* DIRECTIONS: Every entry here needs to be repeated exactly.

===== GIVEN DATA

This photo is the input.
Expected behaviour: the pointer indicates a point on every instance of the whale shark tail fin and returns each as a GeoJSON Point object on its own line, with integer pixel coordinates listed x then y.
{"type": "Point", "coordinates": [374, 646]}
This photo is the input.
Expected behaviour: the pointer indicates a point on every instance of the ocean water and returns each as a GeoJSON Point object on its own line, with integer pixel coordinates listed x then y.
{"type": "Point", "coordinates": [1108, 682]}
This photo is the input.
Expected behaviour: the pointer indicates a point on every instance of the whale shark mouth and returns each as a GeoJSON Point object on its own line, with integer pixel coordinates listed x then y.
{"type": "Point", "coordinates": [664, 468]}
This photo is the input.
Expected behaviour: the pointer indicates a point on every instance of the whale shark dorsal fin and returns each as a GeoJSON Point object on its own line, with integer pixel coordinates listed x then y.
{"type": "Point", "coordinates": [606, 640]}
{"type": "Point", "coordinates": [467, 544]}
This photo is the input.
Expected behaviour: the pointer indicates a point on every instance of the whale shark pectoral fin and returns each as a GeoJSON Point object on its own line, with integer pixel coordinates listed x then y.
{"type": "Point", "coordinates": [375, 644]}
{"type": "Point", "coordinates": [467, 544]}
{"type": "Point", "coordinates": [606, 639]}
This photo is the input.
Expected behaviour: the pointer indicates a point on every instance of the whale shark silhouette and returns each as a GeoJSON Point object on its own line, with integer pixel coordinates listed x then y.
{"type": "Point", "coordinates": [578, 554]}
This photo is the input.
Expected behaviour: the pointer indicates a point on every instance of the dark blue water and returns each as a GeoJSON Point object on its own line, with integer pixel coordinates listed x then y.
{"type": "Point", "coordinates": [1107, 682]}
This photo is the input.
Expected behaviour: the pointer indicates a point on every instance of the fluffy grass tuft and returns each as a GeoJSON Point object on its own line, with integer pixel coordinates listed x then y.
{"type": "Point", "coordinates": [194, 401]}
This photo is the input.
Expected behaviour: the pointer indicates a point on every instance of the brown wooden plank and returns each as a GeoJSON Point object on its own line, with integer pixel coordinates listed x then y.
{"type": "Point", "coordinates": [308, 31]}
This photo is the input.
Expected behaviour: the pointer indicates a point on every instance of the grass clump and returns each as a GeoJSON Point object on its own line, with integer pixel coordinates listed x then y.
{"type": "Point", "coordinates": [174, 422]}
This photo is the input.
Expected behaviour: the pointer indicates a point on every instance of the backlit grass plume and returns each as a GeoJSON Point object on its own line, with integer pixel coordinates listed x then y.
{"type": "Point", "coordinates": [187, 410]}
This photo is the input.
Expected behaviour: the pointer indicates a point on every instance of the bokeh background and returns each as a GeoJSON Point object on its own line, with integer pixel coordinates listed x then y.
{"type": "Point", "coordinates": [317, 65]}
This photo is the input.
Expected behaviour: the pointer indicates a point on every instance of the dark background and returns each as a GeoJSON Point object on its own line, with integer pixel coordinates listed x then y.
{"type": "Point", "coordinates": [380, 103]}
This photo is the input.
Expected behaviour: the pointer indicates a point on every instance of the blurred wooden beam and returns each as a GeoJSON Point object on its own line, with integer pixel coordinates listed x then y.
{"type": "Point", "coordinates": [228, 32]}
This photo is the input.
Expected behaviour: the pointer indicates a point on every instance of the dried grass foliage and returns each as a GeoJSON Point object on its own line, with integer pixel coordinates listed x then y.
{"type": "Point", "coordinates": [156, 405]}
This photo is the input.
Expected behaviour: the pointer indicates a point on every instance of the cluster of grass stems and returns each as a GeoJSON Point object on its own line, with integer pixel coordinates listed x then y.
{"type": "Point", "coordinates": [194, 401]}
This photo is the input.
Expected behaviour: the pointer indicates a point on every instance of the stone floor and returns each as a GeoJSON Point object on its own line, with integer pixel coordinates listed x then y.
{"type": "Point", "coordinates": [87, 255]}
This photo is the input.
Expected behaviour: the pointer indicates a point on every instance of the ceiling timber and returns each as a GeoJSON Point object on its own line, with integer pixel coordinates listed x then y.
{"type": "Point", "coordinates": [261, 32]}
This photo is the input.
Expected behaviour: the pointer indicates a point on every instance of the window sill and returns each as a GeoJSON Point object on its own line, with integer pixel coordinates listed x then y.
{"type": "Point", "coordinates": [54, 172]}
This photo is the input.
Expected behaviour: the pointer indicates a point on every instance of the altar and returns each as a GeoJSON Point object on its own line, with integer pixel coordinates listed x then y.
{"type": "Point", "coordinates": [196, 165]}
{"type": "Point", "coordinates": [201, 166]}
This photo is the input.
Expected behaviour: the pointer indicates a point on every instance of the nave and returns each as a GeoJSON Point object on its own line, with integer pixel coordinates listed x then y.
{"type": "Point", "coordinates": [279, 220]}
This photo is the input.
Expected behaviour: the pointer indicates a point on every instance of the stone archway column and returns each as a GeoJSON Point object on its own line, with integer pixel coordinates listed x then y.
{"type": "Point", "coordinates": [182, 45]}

==========

* FULL SOLUTION:
This photo is the input.
Expected behaviour: the pointer indicates a point on every instance of the whale shark tail fin and returns each as a GeoJSON Point object on its own line, with integer pixel coordinates listed x then y.
{"type": "Point", "coordinates": [374, 646]}
This photo is the input.
Expected behaviour: the pointer indicates a point on every instance of the ocean water and returns each as a GeoJSON Point object on its own line, with integer pixel coordinates listed x then y.
{"type": "Point", "coordinates": [1108, 682]}
This photo is the input.
Expected behaviour: the pointer indicates a point on every instance of the whale shark mouth and returns each as a GeoJSON Point object on its own line, with integer pixel coordinates listed x then y.
{"type": "Point", "coordinates": [664, 468]}
This photo is the input.
Expected behaviour: the pointer indicates a point on every instance of the whale shark dorsal fin and returns each as a GeoJSON Point object on its own line, with integer pixel coordinates listed x then y.
{"type": "Point", "coordinates": [606, 640]}
{"type": "Point", "coordinates": [467, 544]}
This photo is the input.
Expected behaviour: the pointer indicates a point on every instance of the whale shark pectoral fin and returns each as a GeoJSON Point object on its own line, with integer pixel coordinates listed x then y.
{"type": "Point", "coordinates": [375, 644]}
{"type": "Point", "coordinates": [467, 544]}
{"type": "Point", "coordinates": [606, 639]}
This photo is the input.
Expected behaviour: the pointer indicates a point on every instance of the whale shark silhouette and returns each as a GeoJSON Point object on its own line, with integer pixel coordinates listed x then y.
{"type": "Point", "coordinates": [578, 554]}
This photo is the input.
Expected behaviour: the pointer indicates a point on every instance of the dark blue water and returns each as a GeoJSON Point object on its own line, with integer pixel coordinates listed x then y.
{"type": "Point", "coordinates": [1107, 682]}
This photo is the input.
Expected behaviour: the pointer indicates a point on every instance of the fluffy grass tuft and returns each as a GeoJSON Point object on its own line, with integer pixel coordinates listed x then y.
{"type": "Point", "coordinates": [194, 401]}
This photo is the input.
Expected behaviour: the pointer indicates a point on every instance of the brown wooden plank and returns each as a GeoJSON Point object on its own line, with integer pixel coordinates listed x then y.
{"type": "Point", "coordinates": [308, 31]}
This photo is the input.
Expected behaviour: the pointer indicates a point on every instance of the grass clump and returns each as a GeoJSON Point object on its own line, with integer pixel coordinates listed x then y.
{"type": "Point", "coordinates": [174, 422]}
This photo is the input.
Expected behaviour: the pointer indicates a point on every instance of the backlit grass plume and returns each as a GeoJSON Point object on its own line, with integer pixel coordinates listed x then y.
{"type": "Point", "coordinates": [187, 410]}
This photo is the input.
Expected behaviour: the pointer indicates a point on every instance of the bokeh background and returns each as a GeoJSON Point object on its own line, with integer pixel coordinates listed x then y.
{"type": "Point", "coordinates": [317, 65]}
This photo is the input.
Expected behaviour: the pointer indicates a point on every instance of the dark background and returns each as a GeoJSON Point object on its own line, with integer pixel coordinates listed x then y.
{"type": "Point", "coordinates": [380, 103]}
This photo is the input.
Expected behaviour: the pointer indicates a point on every instance of the blurred wooden beam and returns each as a GeoJSON Point object on its own line, with integer pixel coordinates listed x then y.
{"type": "Point", "coordinates": [228, 32]}
This photo is the input.
Expected behaviour: the pointer indicates a point on every instance of the dried grass foliage and returns each as a GeoJSON Point object on its own line, with integer pixel coordinates listed x then y.
{"type": "Point", "coordinates": [156, 405]}
This photo is the input.
Expected behaviour: the pointer indicates a point on every instance of the cluster of grass stems and returns each as a GeoJSON Point object on its own line, with integer pixel coordinates listed x then y.
{"type": "Point", "coordinates": [194, 401]}
This photo is the input.
Expected behaviour: the pointer indicates a point on every instance of the stone floor and returns each as a GeoJSON Point object on its own line, with integer pixel coordinates listed x then y.
{"type": "Point", "coordinates": [87, 255]}
This photo is the input.
Expected behaviour: the pointer indicates a point on every instance of the ceiling timber and returns each as a GeoJSON Point object on its own line, with integer pixel coordinates listed x then y.
{"type": "Point", "coordinates": [261, 32]}
This photo is the input.
Expected behaviour: the pointer indicates a point on every instance of the window sill and returns each as a GeoJSON Point object on its own line, with integer pixel coordinates listed x then y.
{"type": "Point", "coordinates": [54, 172]}
This photo is the input.
Expected behaviour: the pointer indicates a point on every instance of the altar and returns each as a GeoJSON Point object on its own line, with integer pixel coordinates listed x then y.
{"type": "Point", "coordinates": [196, 165]}
{"type": "Point", "coordinates": [201, 166]}
This photo is the input.
Expected behaviour: the pointer indicates a point on every instance of the nave and returns each as a GeoJSON Point object on its own line, with integer pixel coordinates listed x then y.
{"type": "Point", "coordinates": [279, 220]}
This photo is the input.
Expected behaviour: the pointer indicates a point on every instance of the stone archway column and returns each as a GeoJSON Point object on its own line, with integer pixel coordinates listed x then y.
{"type": "Point", "coordinates": [182, 45]}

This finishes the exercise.